### MATERIAL FOR THIS EXERCISE ###

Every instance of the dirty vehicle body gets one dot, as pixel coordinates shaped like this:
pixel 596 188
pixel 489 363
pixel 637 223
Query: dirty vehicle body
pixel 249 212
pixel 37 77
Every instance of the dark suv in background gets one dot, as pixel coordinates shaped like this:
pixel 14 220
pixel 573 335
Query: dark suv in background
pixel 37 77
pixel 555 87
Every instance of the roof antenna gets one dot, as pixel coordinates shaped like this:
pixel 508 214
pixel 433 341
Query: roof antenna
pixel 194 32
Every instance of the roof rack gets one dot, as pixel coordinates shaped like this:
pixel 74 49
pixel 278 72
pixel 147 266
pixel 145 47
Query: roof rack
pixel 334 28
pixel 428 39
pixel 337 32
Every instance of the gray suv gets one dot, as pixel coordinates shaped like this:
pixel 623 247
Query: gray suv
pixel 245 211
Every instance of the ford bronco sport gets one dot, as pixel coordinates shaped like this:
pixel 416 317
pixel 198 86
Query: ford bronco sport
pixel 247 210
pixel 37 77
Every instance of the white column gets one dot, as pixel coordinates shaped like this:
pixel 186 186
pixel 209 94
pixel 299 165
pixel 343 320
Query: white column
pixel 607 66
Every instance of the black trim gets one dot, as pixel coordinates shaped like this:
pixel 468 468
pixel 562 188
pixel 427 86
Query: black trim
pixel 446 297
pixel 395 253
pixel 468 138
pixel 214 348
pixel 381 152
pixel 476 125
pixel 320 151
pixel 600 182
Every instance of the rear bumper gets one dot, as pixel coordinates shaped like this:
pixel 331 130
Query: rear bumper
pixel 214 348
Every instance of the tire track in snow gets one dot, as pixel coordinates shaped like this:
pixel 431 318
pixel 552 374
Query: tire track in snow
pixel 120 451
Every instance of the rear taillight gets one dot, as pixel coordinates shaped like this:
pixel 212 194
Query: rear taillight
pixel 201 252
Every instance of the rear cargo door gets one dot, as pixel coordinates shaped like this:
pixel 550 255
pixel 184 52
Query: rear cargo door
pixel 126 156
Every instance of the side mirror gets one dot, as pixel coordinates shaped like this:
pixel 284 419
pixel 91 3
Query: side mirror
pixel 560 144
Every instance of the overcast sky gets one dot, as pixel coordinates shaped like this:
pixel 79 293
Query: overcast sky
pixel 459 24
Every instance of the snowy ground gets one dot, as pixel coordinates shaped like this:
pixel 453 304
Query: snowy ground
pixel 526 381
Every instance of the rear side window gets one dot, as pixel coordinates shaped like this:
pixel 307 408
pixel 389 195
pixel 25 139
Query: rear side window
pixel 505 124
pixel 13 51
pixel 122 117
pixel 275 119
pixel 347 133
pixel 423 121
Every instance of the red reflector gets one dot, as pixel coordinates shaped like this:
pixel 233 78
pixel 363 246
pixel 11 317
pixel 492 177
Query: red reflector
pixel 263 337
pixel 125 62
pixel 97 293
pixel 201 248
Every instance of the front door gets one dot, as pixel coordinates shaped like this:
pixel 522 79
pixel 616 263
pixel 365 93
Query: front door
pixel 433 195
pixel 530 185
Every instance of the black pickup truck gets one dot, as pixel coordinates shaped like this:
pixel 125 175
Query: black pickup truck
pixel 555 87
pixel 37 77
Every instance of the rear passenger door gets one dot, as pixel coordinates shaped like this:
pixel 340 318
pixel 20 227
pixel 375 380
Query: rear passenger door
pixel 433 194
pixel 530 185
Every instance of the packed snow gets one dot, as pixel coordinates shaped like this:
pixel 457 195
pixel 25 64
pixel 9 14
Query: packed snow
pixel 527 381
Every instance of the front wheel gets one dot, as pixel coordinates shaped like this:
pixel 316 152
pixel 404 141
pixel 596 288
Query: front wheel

###
### MATERIAL FOR THIS EXERCISE ###

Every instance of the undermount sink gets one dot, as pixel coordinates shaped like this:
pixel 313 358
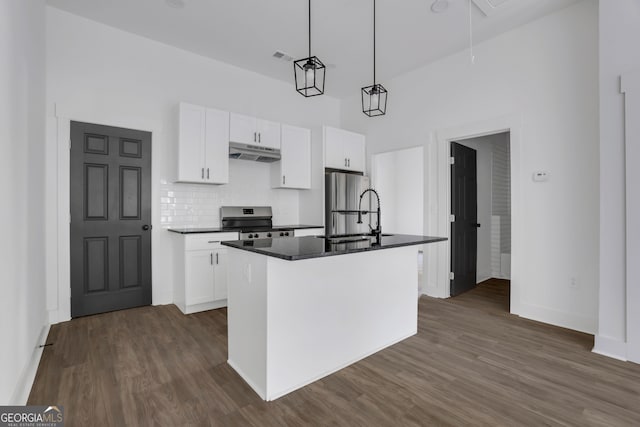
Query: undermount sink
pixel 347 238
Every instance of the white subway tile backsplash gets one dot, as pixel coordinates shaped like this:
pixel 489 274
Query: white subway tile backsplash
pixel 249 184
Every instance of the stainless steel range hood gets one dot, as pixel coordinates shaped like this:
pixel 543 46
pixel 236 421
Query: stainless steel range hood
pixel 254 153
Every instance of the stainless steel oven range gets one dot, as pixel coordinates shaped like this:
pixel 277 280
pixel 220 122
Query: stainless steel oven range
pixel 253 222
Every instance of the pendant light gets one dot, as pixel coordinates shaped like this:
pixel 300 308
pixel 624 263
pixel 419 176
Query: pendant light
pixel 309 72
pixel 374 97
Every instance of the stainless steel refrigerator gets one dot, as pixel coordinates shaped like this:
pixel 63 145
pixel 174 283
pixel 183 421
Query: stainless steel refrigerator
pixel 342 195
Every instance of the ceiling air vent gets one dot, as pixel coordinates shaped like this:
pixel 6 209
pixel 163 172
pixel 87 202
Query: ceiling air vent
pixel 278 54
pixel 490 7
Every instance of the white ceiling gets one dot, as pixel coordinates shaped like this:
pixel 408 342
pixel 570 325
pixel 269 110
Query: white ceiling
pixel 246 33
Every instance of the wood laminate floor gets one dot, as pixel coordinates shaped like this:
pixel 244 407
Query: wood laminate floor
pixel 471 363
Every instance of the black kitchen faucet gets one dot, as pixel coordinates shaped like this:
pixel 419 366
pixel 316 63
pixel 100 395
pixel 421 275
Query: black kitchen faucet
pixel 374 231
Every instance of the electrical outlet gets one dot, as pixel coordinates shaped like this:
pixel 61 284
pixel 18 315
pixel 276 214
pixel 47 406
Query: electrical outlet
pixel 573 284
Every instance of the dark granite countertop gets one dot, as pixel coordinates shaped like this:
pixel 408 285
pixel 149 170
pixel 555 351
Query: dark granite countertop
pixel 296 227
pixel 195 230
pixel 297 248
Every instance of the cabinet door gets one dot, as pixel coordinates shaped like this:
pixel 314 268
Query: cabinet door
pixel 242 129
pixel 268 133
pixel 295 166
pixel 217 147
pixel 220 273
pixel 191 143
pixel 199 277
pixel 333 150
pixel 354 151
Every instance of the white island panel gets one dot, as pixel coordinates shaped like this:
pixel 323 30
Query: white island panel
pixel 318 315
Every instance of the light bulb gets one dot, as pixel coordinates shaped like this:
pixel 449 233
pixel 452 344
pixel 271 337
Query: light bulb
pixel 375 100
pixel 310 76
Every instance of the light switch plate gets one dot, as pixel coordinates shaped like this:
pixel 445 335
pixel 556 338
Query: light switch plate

###

EXERCISE REQUIREMENTS: Quote the lines of the entries above exactly, from the line that contains "Every instance of the roof rack" through the line that contains "pixel 337 32", with both of those lines included.

FINAL RESULT:
Every instance of the roof rack gets one dot, as pixel coordinates shaped like this:
pixel 74 49
pixel 278 72
pixel 147 266
pixel 145 47
Query: roof rack
pixel 334 28
pixel 428 39
pixel 337 32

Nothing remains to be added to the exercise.